╭─ DATA PROVIDED

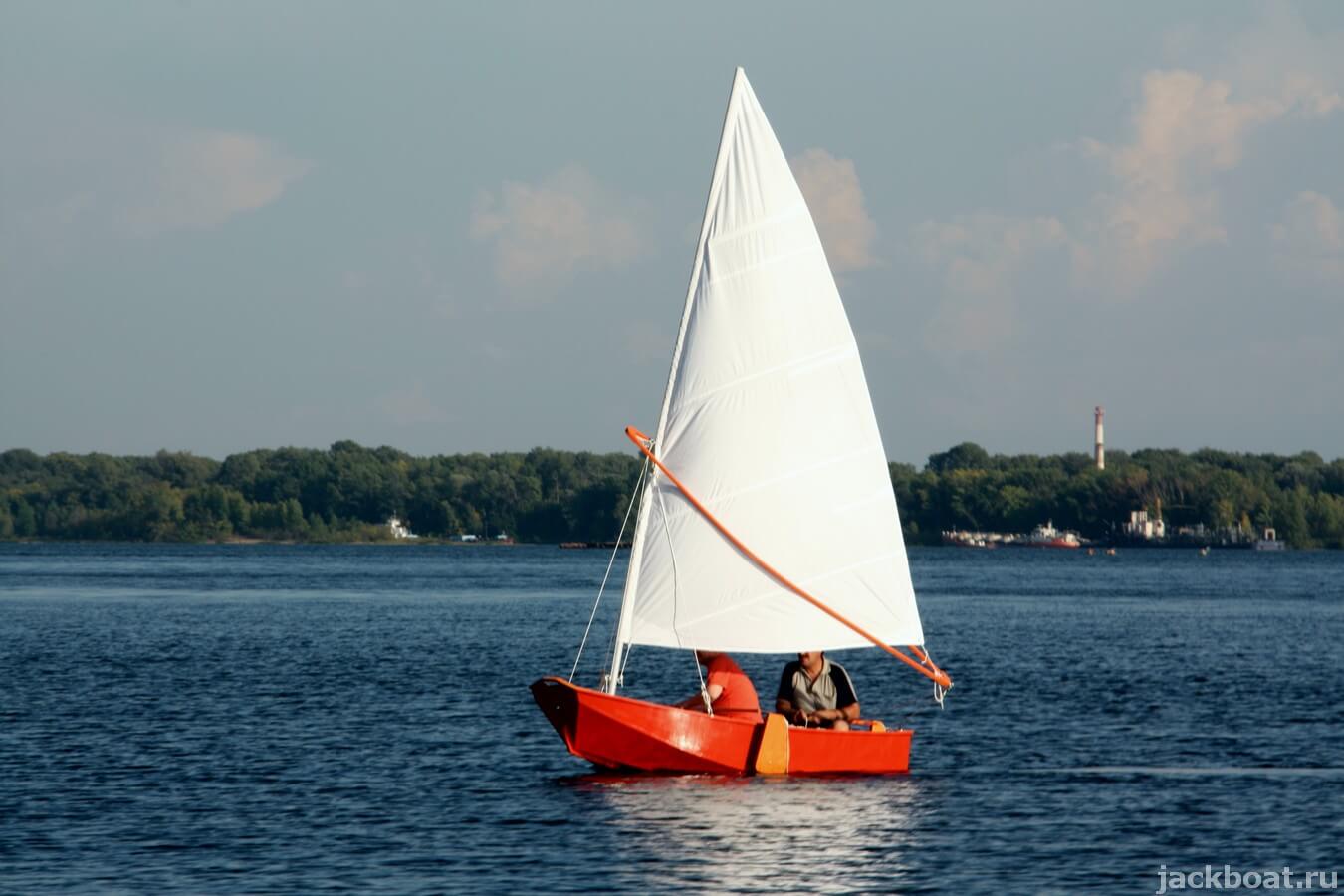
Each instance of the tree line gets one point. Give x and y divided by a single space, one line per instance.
346 492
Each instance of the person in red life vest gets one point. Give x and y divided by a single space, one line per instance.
730 691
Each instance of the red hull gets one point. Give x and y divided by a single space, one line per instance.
621 733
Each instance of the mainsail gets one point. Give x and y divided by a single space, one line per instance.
768 419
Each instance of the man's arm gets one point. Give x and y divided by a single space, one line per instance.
784 696
845 697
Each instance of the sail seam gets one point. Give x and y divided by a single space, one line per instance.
794 211
749 269
791 474
835 354
776 591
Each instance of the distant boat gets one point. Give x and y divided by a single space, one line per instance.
1270 542
768 470
1047 537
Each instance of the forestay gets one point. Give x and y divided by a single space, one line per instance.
768 421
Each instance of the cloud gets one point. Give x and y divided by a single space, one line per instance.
982 258
1186 130
198 179
72 173
1309 238
544 234
1160 185
410 404
830 187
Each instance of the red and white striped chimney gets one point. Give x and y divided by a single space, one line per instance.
1101 441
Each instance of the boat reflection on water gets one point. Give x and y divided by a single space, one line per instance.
833 833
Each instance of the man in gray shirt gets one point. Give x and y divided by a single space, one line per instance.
814 691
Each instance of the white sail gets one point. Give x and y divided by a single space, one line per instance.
769 423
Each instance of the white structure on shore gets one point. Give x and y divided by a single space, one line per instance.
399 530
1141 527
1101 441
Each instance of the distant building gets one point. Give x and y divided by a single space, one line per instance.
1101 439
399 530
1140 527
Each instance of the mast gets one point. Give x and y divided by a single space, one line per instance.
632 583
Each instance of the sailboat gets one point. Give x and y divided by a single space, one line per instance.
767 519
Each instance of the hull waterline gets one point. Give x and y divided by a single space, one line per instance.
621 733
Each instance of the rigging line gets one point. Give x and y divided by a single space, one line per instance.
609 564
667 534
705 691
925 668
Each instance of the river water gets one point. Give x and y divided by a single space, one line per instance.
356 719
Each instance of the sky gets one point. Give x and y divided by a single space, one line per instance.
468 227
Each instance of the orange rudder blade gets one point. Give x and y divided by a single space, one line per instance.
773 753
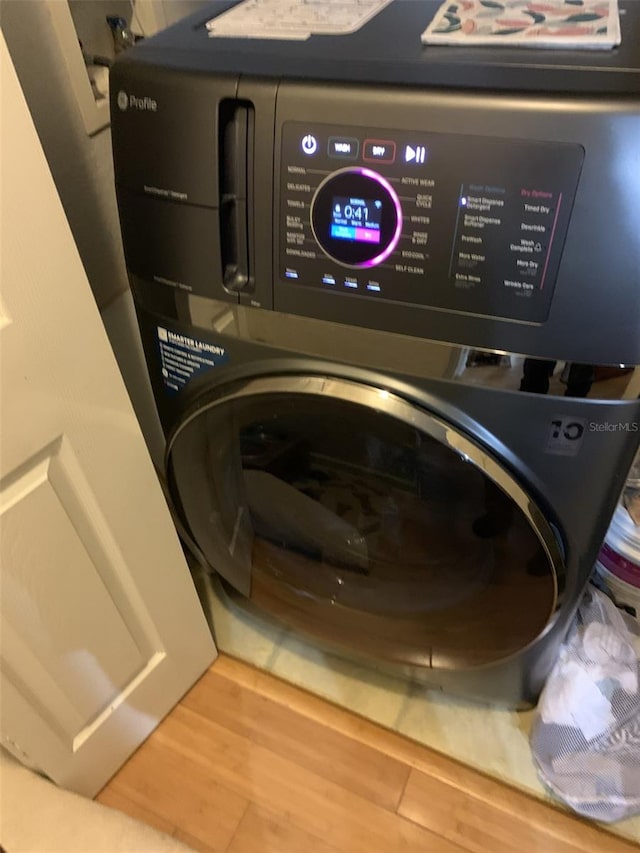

╰─

THE TASK:
Return the lines of the data above in full and exactly, with no pictures.

SOLUTION:
Each instance of the tree line gets one point. Give x and y divided by a single space, one line per instance.
346 492
Each instance of the person in red life vest gets one point. Give x and y divided by a single space, one line per instance.
730 691
Each instance of the red hull gets one point. Give x and y divided by a single space, one line per instance.
621 733
Each instance of the mainsail gets one point. Give x and y divided by a single space, one line per instance.
768 419
Each instance of the man's arm gets one point. Give x and y divided by a single space, one line per instance.
784 696
845 697
Each instance of the sail seam gets one point. Give x and y divided by a single space, one line per instance.
794 211
749 269
791 474
835 354
776 591
Each instance of the distant boat gets one point. Give x and y divided by a single space, one line per instance.
1270 542
768 470
1047 537
Each instance of the forestay gets one point. Give x and y divided by a single space, one line per instance.
768 421
Each instance of the cloud gets one point. Give x and y divided by a single space, one line per instance.
982 258
1186 130
198 179
72 173
1309 238
544 234
1160 185
410 404
830 187
Each instance of the red and white striped chimney gets one point. Give x and y divided by a single space, one line per instance.
1101 441
Each instance of the boat reflection on water gets one point. Give x and y divided by a single space, one line per instance.
833 833
Each instance of the man in gray shirt gets one point. Give x and y divided by a single space, one line per instance.
814 691
Each instance of the white sail gets one point. Give x and y divided by a single space, one line per instance.
769 423
Each instance of the white structure on shore gets one point. Give x and y divided by a single space, one line per instance.
399 530
1141 527
1101 441
Each instance of the distant building gets one point. Give x and y divided by a single space, one line per instance.
1101 439
399 530
1140 527
Each instance of the mast gets one point. Give x and y divided by a single space, one line per instance.
632 583
Each instance of the sailboat gets one point. Give x and y divided by a single space, one line per instance.
767 519
Each instance of the hull waterline gets one point. Give x and y divided by a single space, one line per instance.
621 733
Each instance of the rigging line gets one point. Give x and y divided by a single space, one line per instance.
609 564
667 534
705 691
925 668
Each instance of the river water gets one point. Give x and y divided by a single space, one line per instance.
356 719
Each instance of the sky gets one point. Give x and y divided by a single space, one line per instance.
468 227
Each instance of the orange rudder blade gets one point. Give x and y divided by a single space, one line per instance.
773 753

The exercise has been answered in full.